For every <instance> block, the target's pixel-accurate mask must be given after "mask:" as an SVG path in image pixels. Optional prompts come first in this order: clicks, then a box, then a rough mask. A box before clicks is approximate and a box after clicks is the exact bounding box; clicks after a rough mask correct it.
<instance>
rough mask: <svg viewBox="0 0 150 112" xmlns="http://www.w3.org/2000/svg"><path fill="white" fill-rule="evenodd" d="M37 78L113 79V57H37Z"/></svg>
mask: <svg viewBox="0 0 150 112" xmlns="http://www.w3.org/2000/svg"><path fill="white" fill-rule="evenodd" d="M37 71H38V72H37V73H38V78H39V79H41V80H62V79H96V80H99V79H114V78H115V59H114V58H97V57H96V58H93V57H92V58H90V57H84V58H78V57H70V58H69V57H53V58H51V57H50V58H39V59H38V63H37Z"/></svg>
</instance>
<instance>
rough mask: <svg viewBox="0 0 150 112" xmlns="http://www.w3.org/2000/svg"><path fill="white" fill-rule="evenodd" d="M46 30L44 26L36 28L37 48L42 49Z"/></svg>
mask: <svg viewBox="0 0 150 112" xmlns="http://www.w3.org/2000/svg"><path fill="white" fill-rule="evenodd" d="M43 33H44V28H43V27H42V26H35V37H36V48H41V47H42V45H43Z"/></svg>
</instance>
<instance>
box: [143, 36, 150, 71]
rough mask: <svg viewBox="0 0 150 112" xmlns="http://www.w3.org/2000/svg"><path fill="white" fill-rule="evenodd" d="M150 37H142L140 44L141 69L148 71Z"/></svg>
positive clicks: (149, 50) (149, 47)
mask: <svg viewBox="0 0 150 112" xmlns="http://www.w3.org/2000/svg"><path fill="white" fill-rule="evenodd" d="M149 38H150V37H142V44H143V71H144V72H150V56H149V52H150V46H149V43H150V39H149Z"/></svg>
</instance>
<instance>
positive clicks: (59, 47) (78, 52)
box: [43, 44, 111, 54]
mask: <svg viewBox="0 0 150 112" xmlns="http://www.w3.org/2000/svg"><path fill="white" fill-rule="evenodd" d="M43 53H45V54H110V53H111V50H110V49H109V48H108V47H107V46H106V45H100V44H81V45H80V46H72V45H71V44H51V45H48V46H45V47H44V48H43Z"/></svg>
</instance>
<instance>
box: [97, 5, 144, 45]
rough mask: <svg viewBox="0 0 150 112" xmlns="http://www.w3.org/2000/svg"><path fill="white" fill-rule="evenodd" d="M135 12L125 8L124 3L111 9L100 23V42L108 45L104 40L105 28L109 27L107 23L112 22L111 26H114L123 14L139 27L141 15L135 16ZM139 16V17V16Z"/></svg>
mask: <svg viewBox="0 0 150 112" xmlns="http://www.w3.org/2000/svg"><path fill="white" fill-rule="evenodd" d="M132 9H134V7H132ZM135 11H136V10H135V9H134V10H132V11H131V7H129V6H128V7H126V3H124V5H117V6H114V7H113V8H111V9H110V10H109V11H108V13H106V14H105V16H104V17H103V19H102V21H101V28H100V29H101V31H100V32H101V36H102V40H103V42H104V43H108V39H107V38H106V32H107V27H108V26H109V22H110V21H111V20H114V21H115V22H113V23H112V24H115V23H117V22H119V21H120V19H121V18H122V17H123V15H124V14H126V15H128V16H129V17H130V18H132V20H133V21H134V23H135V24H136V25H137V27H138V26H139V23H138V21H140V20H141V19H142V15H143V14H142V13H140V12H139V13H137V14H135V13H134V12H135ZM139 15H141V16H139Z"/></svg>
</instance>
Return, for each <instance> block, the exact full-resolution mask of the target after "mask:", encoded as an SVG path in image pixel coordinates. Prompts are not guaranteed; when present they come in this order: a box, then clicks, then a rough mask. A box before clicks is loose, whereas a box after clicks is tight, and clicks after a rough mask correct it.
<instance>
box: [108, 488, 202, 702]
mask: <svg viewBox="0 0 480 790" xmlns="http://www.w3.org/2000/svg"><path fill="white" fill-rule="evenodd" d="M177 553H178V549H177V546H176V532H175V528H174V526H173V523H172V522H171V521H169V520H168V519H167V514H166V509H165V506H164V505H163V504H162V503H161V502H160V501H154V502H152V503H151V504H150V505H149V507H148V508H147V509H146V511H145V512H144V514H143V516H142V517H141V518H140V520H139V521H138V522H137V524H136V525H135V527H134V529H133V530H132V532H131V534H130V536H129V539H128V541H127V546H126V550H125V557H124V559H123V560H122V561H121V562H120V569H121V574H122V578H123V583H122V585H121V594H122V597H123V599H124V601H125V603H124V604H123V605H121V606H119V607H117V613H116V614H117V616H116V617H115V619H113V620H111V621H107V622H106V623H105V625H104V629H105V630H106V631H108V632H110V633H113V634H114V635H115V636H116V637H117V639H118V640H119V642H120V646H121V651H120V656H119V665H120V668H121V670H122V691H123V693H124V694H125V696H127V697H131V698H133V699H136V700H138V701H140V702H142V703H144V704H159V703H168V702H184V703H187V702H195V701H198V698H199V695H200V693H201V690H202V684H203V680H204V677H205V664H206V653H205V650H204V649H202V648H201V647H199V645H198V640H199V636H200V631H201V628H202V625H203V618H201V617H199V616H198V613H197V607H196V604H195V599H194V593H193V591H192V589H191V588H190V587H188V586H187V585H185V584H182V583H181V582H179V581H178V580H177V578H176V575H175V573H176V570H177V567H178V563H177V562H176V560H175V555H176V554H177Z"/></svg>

____

Problem details: Whole listing, every line: reproduce it exactly.

Answer to the problem:
For every <instance> block, the target's pixel-accurate mask must be given after "mask:" as an SVG path in image pixels. Optional prompts come first in this order: clicks, then a box, then a rough mask. A box before clicks is approximate and a box after clicks is the exact bounding box; clicks after a rough mask correct it.
<instance>
rough mask: <svg viewBox="0 0 150 112" xmlns="http://www.w3.org/2000/svg"><path fill="white" fill-rule="evenodd" d="M37 78L113 79V57H37Z"/></svg>
mask: <svg viewBox="0 0 150 112" xmlns="http://www.w3.org/2000/svg"><path fill="white" fill-rule="evenodd" d="M37 71H38V72H37V73H38V78H39V79H41V80H62V79H96V80H99V79H114V78H115V59H114V58H97V57H96V58H93V57H92V58H90V57H84V58H78V57H70V58H69V57H53V58H51V57H50V58H39V59H38V63H37Z"/></svg>
</instance>
<instance>
rough mask: <svg viewBox="0 0 150 112" xmlns="http://www.w3.org/2000/svg"><path fill="white" fill-rule="evenodd" d="M46 30L44 26L36 28L37 48L42 49Z"/></svg>
mask: <svg viewBox="0 0 150 112" xmlns="http://www.w3.org/2000/svg"><path fill="white" fill-rule="evenodd" d="M43 33H44V28H43V27H42V26H35V37H36V48H41V47H42V45H43Z"/></svg>
</instance>
<instance>
box: [143, 36, 150, 71]
rough mask: <svg viewBox="0 0 150 112" xmlns="http://www.w3.org/2000/svg"><path fill="white" fill-rule="evenodd" d="M150 37H142L140 44L141 69L148 71Z"/></svg>
positive clicks: (149, 50) (149, 47)
mask: <svg viewBox="0 0 150 112" xmlns="http://www.w3.org/2000/svg"><path fill="white" fill-rule="evenodd" d="M149 38H150V37H142V44H143V71H144V72H150V56H149V52H150V46H149V43H150V39H149Z"/></svg>
</instance>
<instance>
positive clicks: (59, 47) (78, 52)
box: [43, 44, 111, 54]
mask: <svg viewBox="0 0 150 112" xmlns="http://www.w3.org/2000/svg"><path fill="white" fill-rule="evenodd" d="M43 53H45V54H110V53H111V50H110V49H109V48H108V47H107V46H106V45H100V44H81V45H80V46H72V45H71V44H51V45H48V46H45V47H44V48H43Z"/></svg>
</instance>
<instance>
box: [97, 5, 144, 45]
rough mask: <svg viewBox="0 0 150 112" xmlns="http://www.w3.org/2000/svg"><path fill="white" fill-rule="evenodd" d="M135 12L125 8L124 3L111 9L100 23V42L108 45L104 40L105 28L109 27L107 23L112 22L111 26H114L123 14L139 27L141 15L135 16ZM139 16V17V16Z"/></svg>
mask: <svg viewBox="0 0 150 112" xmlns="http://www.w3.org/2000/svg"><path fill="white" fill-rule="evenodd" d="M132 9H134V7H132ZM135 11H136V10H135V9H134V10H132V11H131V7H129V6H128V7H126V3H124V5H117V6H114V7H113V8H111V9H110V10H109V11H108V13H106V14H105V16H104V17H103V19H102V21H101V28H100V29H101V31H100V32H101V36H102V40H103V42H104V43H108V39H107V38H106V32H107V27H108V26H109V22H110V21H111V20H114V21H115V22H113V23H112V24H115V23H117V22H119V21H120V19H121V18H122V17H123V15H124V14H126V15H128V16H129V17H130V18H132V20H133V21H134V23H135V24H136V25H137V27H138V26H139V23H138V21H140V20H141V19H142V15H143V14H142V13H140V12H139V13H137V14H135V13H134V12H135ZM139 15H141V16H139Z"/></svg>
</instance>
Return, for each <instance> block, the exact full-resolution mask of the target after "mask:", encoded as an SVG path in image pixel coordinates. Prompts are not guaranteed; when present they come in this order: a box, then clicks, then a rough mask. A box before clicks is loose, whereas a box after clicks is tight, and clicks after a rough mask correct it.
<instance>
box: [108, 488, 202, 702]
mask: <svg viewBox="0 0 480 790" xmlns="http://www.w3.org/2000/svg"><path fill="white" fill-rule="evenodd" d="M177 553H178V549H177V546H176V532H175V528H174V526H173V523H172V522H171V521H169V520H168V519H167V514H166V509H165V506H164V505H163V504H162V503H161V502H160V501H154V502H152V503H151V504H150V505H149V507H148V508H147V509H146V511H145V512H144V514H143V516H142V517H141V518H140V520H139V521H138V522H137V524H136V525H135V527H134V529H133V530H132V532H131V534H130V536H129V539H128V541H127V546H126V550H125V557H124V559H123V560H122V561H121V562H120V569H121V574H122V578H123V583H122V585H121V594H122V597H123V599H124V601H125V603H124V604H123V605H121V606H119V607H117V613H116V614H117V616H116V617H115V619H113V620H111V621H107V622H106V623H105V625H104V629H105V630H106V631H108V632H110V633H113V634H114V635H115V636H116V637H117V639H118V640H119V642H120V646H121V651H120V656H119V665H120V668H121V670H122V691H123V693H124V694H125V696H127V697H131V698H133V699H136V700H138V701H140V702H142V703H144V704H159V703H168V702H184V703H187V702H195V701H198V698H199V695H200V693H201V690H202V684H203V680H204V677H205V664H206V653H205V650H204V649H202V648H201V647H199V645H198V640H199V636H200V631H201V628H202V625H203V618H201V617H199V616H198V613H197V607H196V604H195V599H194V593H193V591H192V589H191V588H190V587H188V586H187V585H185V584H182V583H181V582H179V581H178V580H177V578H176V575H175V573H176V570H177V567H178V563H177V562H176V560H175V555H176V554H177Z"/></svg>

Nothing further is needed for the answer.